+++ Selected passage
Is the future of internet governance in Geneva?
The Covid-19 pandemic led to a global crisis, with severe health and economic consequences. What emerged in response to it was the importance of the internet and its governance in mitigating its impact. And in the process, Geneva played its role.
International Geneva is not only a historical hub for internet governance but can position itself as a major contributor to future issues, states the report published last week by the Fondation pour Genève and the Graduate Institute of International and Development Studies, led by Dr. Michael Kende. But to maintain its place and become a leading actor, Geneva needs to adapt and continue to move forward.
The COVID-19 revealing the existing. Internet became an essential ally in the response to the pandemic. Work from home, online courses and shopping, communication with friends and family, or entertainment, the strain on the internet was big. If the internet was able to resist the growing demand, it also revealed issues such as the digital divide, digital rights, and an increase in cyberattacks.
Geneva faced an emergency and reacted quickly. The International Telecommunication Union (ITU) for example developed a Global Network Resiliency Platform (#REG4COFID) to help countries share information and learn from each other’s regulatory responses. The Cyberpeace Institute offered a series of online events to counteract the « infodemic » on which cyberattackers were feeding. The Geneva internet platform provided information about digital policy issues and the WHO developed a health alert system using WhatsApp. These are only some of the many expressions of the clusters around which International Geneva built its role as the main venue for internet governance.
++++++
● Set of tasks
1. According to the article on Geneva and internet governance, what platform did the International Telecommunication Union develop in response to the pandemic?
2. Using the article on Geneva and internet governance, explain why the International Telecommunication Union created its Global Network Resiliency Platform.
3. Please carry the article on Geneva and internet governance forward from its final sentence.
+++ Record set
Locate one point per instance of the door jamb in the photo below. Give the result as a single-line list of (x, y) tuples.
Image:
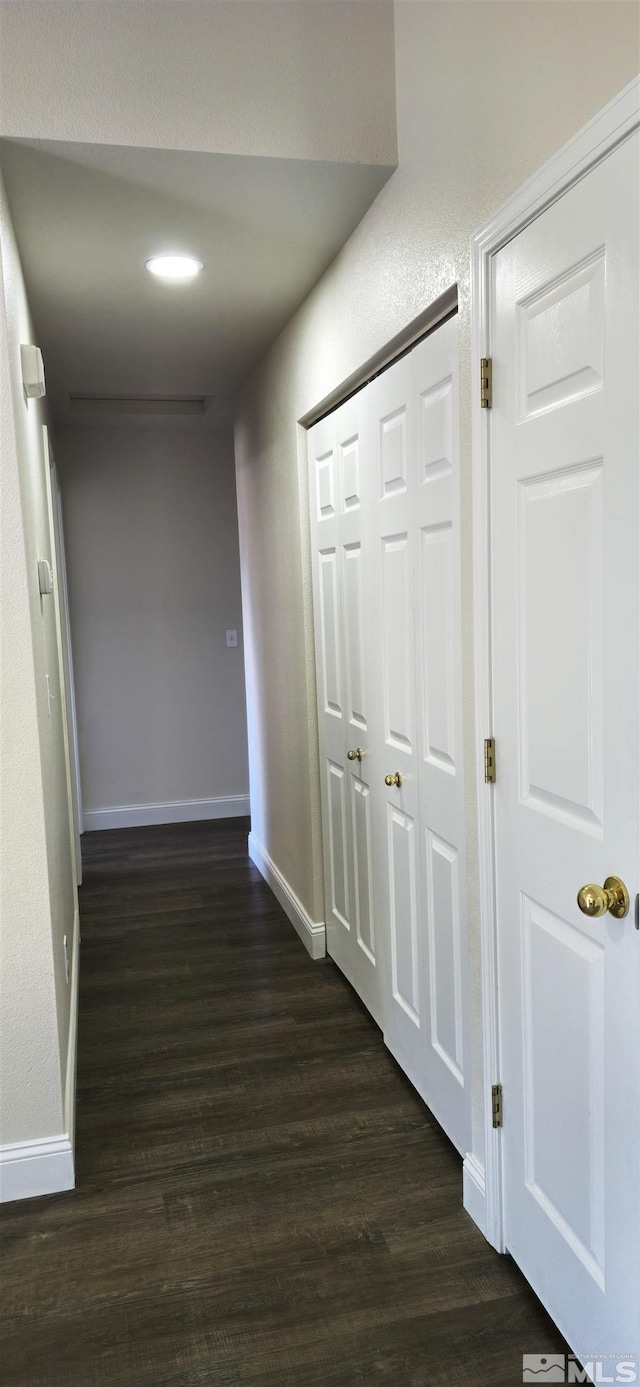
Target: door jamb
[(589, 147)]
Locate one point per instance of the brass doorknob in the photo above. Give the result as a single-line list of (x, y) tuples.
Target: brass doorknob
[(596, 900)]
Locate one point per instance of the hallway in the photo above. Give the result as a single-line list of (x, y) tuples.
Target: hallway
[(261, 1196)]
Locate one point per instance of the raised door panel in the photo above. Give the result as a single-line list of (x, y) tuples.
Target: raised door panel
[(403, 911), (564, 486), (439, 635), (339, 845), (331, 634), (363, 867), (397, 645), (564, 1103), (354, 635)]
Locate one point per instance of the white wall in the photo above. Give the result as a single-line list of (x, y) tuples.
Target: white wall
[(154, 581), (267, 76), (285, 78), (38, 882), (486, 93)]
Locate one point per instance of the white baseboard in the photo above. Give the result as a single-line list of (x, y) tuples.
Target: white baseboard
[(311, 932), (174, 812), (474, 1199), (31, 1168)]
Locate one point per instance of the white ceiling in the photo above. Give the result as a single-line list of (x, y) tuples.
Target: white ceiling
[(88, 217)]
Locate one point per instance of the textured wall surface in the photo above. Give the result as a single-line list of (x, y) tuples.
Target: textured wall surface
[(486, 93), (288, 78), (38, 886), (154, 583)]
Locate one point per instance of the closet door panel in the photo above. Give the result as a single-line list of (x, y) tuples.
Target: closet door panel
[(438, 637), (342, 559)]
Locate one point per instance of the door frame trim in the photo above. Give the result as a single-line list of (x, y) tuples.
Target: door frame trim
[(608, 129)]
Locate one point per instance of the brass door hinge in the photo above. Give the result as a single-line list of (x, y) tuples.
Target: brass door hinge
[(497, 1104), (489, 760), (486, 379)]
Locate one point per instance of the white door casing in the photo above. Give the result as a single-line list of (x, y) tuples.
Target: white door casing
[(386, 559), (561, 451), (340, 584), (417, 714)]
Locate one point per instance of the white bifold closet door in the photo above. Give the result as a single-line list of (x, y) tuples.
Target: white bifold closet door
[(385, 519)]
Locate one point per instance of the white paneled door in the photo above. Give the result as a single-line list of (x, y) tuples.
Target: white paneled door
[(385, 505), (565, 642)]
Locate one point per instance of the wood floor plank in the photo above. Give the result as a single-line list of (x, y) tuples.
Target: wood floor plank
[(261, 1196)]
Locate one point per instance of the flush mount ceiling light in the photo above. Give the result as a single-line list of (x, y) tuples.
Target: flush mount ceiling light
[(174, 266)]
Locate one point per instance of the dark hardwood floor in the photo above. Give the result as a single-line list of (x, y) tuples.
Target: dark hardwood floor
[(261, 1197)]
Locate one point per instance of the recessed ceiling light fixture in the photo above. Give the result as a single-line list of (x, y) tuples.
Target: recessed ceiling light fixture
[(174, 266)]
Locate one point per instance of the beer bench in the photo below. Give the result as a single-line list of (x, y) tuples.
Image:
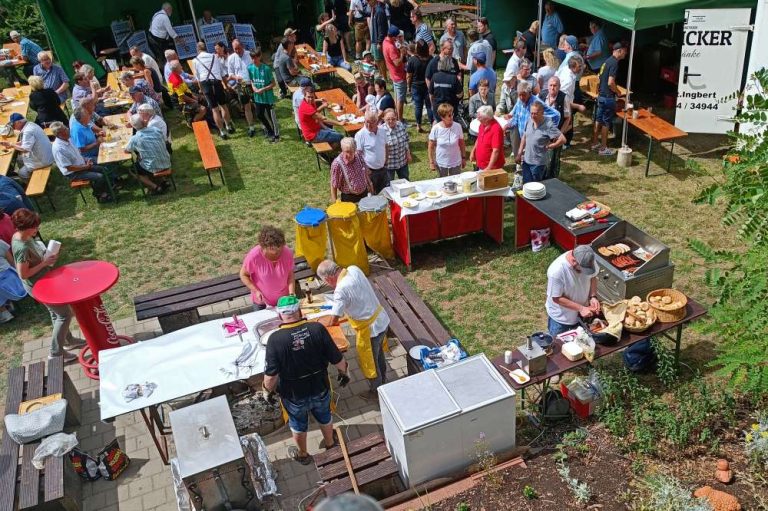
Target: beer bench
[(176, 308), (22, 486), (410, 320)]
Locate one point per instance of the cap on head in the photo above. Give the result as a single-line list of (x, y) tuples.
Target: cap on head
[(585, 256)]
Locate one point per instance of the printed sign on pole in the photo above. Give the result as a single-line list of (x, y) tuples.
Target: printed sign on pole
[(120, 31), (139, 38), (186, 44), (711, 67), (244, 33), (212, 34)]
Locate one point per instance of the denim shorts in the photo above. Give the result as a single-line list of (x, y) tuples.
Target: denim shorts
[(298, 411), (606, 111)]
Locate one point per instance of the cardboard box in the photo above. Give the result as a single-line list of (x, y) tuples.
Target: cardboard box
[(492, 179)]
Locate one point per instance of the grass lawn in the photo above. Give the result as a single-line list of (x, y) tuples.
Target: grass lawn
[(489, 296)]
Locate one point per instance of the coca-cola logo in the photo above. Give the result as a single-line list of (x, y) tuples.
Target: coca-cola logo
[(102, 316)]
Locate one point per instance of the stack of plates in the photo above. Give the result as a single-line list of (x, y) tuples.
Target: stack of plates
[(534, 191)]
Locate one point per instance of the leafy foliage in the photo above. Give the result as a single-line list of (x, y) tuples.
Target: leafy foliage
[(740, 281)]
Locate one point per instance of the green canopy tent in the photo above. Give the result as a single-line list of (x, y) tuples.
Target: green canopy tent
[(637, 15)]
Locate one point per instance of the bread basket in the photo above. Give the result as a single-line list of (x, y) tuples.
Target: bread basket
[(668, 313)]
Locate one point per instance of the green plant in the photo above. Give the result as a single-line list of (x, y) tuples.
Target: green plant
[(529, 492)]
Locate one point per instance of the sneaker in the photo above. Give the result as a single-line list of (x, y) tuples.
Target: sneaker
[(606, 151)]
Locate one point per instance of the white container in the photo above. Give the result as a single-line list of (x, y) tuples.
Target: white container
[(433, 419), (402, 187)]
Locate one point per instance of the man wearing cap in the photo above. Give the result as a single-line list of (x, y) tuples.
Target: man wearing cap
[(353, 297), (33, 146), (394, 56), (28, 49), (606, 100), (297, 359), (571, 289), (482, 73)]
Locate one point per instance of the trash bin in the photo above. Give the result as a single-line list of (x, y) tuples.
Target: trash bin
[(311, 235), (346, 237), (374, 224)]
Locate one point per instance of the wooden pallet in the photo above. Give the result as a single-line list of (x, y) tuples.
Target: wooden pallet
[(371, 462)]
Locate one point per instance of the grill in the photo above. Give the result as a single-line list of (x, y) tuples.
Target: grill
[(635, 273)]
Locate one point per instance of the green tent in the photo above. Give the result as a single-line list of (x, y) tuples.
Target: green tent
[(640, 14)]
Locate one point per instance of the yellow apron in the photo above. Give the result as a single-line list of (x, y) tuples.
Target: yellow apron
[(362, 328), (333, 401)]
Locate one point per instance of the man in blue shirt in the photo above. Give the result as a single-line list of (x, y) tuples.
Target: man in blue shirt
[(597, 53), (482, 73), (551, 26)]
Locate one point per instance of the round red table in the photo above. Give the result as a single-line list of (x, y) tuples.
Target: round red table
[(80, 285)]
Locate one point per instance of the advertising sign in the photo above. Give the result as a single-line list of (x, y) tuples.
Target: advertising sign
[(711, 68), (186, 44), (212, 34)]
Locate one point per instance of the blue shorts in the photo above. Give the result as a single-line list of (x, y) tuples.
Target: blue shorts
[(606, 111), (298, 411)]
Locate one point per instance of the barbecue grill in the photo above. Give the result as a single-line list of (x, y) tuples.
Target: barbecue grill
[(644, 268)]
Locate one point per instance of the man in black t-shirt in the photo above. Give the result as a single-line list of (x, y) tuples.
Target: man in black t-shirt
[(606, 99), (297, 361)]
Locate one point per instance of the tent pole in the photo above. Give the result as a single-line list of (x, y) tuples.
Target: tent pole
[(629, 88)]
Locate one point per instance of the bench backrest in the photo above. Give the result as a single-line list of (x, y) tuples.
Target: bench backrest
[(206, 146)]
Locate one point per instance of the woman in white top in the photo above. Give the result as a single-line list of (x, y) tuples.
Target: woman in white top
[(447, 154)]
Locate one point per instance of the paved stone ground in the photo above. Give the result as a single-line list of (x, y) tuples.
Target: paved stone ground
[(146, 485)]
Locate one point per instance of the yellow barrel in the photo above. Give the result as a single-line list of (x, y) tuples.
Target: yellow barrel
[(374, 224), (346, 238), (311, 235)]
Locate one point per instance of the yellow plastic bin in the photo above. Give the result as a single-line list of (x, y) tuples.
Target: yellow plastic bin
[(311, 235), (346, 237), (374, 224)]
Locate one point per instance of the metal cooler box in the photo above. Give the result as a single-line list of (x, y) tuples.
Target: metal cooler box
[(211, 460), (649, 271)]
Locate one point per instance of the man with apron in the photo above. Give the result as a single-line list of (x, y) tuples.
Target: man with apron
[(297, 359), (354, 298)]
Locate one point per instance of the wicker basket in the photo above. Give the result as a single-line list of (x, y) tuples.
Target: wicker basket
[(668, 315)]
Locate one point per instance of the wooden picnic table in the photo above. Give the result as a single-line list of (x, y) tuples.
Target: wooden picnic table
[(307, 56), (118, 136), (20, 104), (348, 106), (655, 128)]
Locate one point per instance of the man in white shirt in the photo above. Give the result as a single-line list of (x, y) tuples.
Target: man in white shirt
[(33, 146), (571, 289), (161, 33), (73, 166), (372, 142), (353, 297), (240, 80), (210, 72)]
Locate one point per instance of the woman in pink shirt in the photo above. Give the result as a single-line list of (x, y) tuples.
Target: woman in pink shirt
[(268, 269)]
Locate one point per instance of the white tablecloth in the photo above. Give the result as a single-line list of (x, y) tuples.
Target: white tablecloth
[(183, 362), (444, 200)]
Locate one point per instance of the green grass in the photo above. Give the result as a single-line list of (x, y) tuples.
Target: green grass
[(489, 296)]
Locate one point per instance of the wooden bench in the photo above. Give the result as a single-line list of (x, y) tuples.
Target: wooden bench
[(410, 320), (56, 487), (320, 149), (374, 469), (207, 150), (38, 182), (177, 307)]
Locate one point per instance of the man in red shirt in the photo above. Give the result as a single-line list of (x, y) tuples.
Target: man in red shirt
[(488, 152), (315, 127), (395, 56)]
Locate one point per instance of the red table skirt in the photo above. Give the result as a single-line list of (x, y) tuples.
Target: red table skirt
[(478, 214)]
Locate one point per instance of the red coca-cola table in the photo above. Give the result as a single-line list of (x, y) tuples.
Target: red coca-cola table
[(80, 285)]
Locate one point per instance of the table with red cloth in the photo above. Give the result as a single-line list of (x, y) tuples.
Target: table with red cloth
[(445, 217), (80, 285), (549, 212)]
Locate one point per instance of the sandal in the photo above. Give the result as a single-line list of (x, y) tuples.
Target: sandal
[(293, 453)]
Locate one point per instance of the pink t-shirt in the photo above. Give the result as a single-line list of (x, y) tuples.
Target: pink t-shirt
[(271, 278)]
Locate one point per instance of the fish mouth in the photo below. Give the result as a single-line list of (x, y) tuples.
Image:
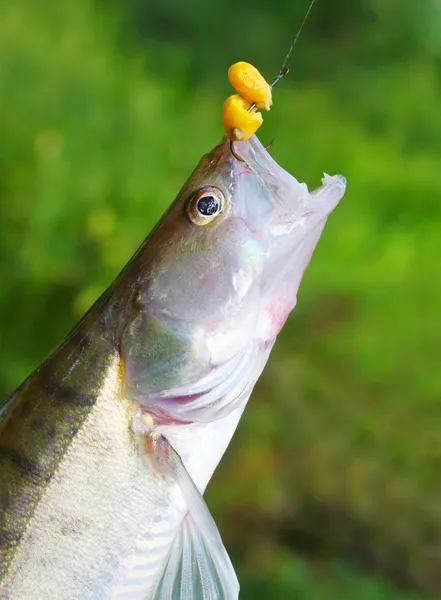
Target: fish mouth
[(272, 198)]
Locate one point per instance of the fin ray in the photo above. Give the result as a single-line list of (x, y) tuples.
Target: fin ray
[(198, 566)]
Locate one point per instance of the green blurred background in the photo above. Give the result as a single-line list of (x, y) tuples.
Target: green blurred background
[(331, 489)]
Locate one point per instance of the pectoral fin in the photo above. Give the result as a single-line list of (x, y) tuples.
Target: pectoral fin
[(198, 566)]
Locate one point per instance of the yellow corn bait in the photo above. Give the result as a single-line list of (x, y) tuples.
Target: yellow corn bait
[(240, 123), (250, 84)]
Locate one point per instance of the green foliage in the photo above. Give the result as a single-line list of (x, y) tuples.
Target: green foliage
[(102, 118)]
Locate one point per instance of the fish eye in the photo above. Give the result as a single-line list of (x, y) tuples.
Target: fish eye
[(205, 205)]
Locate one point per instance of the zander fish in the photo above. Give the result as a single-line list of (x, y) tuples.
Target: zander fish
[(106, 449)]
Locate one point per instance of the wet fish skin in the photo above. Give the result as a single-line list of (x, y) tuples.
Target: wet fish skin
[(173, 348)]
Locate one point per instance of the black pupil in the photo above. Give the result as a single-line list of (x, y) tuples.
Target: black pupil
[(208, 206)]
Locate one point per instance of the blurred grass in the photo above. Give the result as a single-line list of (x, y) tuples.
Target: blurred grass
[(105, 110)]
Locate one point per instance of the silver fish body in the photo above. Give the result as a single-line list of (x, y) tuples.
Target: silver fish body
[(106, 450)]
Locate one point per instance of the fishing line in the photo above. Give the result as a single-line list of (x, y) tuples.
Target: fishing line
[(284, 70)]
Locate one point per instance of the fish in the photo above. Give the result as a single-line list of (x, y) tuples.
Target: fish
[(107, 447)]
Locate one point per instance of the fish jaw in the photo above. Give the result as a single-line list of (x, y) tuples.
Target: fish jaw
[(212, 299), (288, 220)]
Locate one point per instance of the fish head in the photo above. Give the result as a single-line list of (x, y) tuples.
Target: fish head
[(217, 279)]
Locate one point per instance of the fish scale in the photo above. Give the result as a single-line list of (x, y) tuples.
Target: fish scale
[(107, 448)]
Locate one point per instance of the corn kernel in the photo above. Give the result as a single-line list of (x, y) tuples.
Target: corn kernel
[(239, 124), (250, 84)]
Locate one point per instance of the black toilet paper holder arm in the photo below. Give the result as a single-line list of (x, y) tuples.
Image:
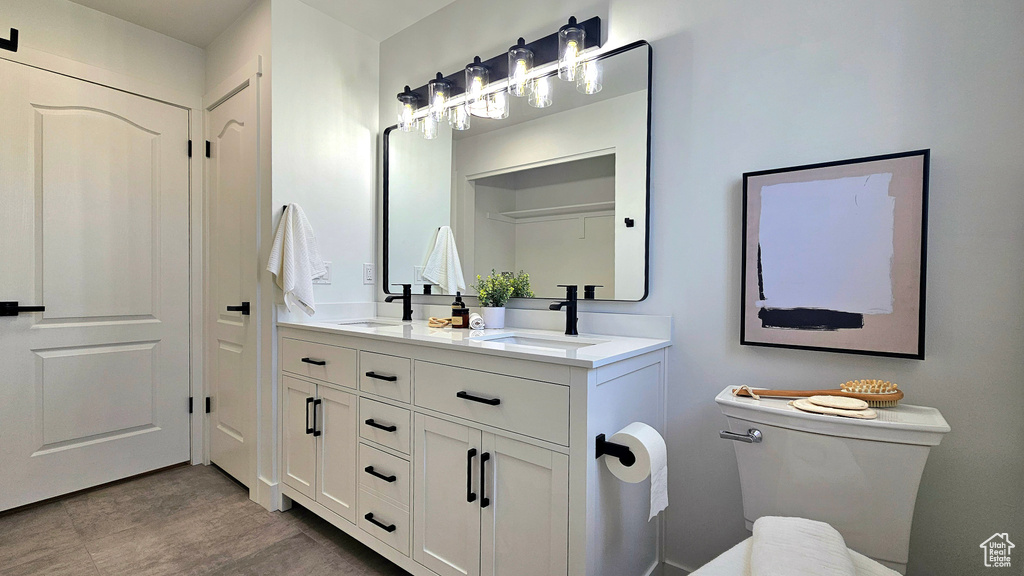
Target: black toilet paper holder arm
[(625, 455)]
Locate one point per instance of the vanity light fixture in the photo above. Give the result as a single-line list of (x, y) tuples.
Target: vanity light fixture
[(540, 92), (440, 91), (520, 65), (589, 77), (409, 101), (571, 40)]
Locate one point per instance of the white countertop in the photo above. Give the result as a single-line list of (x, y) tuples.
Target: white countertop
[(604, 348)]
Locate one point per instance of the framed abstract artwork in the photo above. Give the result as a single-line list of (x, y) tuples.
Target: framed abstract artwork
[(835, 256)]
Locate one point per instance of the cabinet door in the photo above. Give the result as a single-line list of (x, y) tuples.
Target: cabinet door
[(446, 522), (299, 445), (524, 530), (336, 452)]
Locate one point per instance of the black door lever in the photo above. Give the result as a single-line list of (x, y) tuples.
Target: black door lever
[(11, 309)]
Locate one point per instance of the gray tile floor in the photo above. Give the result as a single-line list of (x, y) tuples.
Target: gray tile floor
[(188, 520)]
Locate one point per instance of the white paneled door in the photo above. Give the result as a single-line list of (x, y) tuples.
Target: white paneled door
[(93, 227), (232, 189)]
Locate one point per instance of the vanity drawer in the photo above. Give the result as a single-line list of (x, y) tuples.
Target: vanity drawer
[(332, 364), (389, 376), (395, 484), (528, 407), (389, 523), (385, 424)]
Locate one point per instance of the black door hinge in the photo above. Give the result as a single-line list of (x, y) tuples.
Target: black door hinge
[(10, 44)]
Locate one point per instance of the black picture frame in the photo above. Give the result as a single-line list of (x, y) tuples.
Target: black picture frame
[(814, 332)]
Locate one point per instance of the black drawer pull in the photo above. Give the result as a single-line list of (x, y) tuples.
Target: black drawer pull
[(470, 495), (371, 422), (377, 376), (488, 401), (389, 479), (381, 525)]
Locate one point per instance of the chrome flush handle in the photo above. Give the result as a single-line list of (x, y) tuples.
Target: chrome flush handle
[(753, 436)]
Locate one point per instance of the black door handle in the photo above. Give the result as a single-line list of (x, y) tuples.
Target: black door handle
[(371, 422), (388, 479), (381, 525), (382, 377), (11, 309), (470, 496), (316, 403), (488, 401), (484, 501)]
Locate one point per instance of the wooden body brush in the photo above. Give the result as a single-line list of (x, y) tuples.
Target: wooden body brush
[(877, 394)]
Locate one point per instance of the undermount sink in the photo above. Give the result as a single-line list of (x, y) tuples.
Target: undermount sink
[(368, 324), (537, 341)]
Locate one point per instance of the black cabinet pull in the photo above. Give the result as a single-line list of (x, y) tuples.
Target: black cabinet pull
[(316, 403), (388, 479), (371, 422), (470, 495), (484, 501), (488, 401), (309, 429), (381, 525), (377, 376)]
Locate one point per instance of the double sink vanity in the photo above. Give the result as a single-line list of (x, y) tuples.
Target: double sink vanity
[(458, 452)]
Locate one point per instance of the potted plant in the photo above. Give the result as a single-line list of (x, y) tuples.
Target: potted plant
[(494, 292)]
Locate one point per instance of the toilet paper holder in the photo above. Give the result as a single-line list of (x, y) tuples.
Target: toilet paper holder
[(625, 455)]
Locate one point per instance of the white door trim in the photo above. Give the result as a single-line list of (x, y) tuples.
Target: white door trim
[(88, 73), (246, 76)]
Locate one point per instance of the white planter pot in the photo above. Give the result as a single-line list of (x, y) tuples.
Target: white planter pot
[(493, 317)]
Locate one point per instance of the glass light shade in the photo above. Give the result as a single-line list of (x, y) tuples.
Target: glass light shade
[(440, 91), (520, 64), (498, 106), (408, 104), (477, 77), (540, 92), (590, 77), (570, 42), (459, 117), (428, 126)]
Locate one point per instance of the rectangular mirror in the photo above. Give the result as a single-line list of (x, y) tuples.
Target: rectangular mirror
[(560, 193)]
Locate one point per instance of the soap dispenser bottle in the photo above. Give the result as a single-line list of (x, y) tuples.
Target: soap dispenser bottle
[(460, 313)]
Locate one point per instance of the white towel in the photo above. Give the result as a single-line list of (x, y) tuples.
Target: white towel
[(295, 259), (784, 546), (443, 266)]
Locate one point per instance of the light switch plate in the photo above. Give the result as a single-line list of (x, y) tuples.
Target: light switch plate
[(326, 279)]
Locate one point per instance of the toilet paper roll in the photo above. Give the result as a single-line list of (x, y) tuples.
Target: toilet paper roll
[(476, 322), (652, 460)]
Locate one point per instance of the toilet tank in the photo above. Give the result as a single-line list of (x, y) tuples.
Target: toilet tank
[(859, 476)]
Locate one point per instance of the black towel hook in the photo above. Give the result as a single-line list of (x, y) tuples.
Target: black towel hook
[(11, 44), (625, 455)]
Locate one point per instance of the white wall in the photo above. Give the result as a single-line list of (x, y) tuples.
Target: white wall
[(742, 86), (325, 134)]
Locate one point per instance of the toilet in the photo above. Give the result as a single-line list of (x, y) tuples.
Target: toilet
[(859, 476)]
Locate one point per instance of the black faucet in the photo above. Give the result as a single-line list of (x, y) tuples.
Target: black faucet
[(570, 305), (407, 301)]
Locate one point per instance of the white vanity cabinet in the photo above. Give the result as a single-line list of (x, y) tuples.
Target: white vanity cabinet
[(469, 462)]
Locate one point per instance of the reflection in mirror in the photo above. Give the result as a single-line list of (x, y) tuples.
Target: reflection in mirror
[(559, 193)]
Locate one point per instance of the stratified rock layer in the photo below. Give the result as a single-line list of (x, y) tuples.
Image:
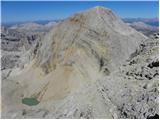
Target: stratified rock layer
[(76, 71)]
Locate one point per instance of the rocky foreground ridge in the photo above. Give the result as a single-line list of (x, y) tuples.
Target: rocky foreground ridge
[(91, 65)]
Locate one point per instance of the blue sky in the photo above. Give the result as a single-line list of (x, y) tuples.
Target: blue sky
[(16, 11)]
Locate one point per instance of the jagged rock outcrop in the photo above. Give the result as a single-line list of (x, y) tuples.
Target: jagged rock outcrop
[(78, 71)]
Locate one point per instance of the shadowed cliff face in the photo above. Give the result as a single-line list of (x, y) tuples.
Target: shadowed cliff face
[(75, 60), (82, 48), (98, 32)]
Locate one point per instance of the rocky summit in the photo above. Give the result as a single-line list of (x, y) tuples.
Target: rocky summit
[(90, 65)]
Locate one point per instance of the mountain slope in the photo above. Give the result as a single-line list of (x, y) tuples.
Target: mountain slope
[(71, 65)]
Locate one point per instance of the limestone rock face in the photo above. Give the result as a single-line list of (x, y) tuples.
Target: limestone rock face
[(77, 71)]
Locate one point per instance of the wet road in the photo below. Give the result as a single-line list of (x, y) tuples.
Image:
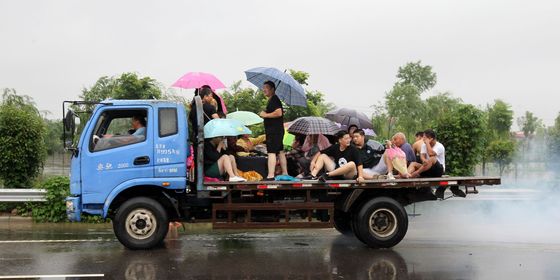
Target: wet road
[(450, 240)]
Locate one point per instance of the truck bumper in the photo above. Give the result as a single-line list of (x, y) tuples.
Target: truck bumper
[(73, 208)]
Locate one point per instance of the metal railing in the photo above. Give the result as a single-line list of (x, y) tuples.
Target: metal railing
++++++
● Exercise responses
1. The Global Network Resiliency Platform (#REG4COFID).

2. The platform was created to help countries share information during the pandemic. It also let them learn from each other's regulatory responses.

3.
Why Geneva is a hub of importance. The issues highlighted by internet governance rest upon three founding pillars of the UN: peace and security, human rights, and development. Through activities in digital trust, development and rights, United Nations agencies, permanent missions, non-governmental organizations (NGOs), and academic and research institutes have played an essential part and continue to contribute to policy discussions in Geneva. Doris Leuthard, Chair of the Swiss Digital Initiative Foundation and former President and Federal Councillor of the Swiss Confederation explains :
« Since 100 years Geneva is a center for international diplomacy. The priority was always human rights, human values, peace, transparency, cooperation. Values which count not only in the old analogue world, but even more in the digital world. The role to serve as a international hub for Internet governance is therefore in the DNA of Geneva. »
According to the Geneva Internet Platform, 50 per cent of the digital policy issues they have mapped are addressed in Geneva. Moreover, the Trust Valley uniting Geneva to Vaud in promoting knowledge and technologies related to digital trust and cybersecurity, proves the will to capitalize on the local resources to develop the ecosystem for a stronger impact.
Efforts to be made. Geneva is not alone as an internet governance hub of importance. Although it is perceived as a neutral location with a significant base of expertise, Washington DC, Brussels or Paris also contribute to the process. Moreover, Geneva is missing some key players in its multi-stakeholder approach: internet companies and civil society organizations specialized in internet issues are mostly based elsewhere. The power of attraction is strong, however, as Microsoft senior director Jean-Yves Art explains:
« With thought leadership on global societal issues in cyberspace, Geneva can attract companies to contribute to technology governance solutions. »
Geneva must act to make a difference as it has in the past, says the report. Attracting new stakeholders, initiatives and institutions is possible with the right developments. Lowering or constraining costs of accommodation, creating office spaces for visiting stakeholders, or highlighting existing initiatives through marketing campaigns could favor international Geneva.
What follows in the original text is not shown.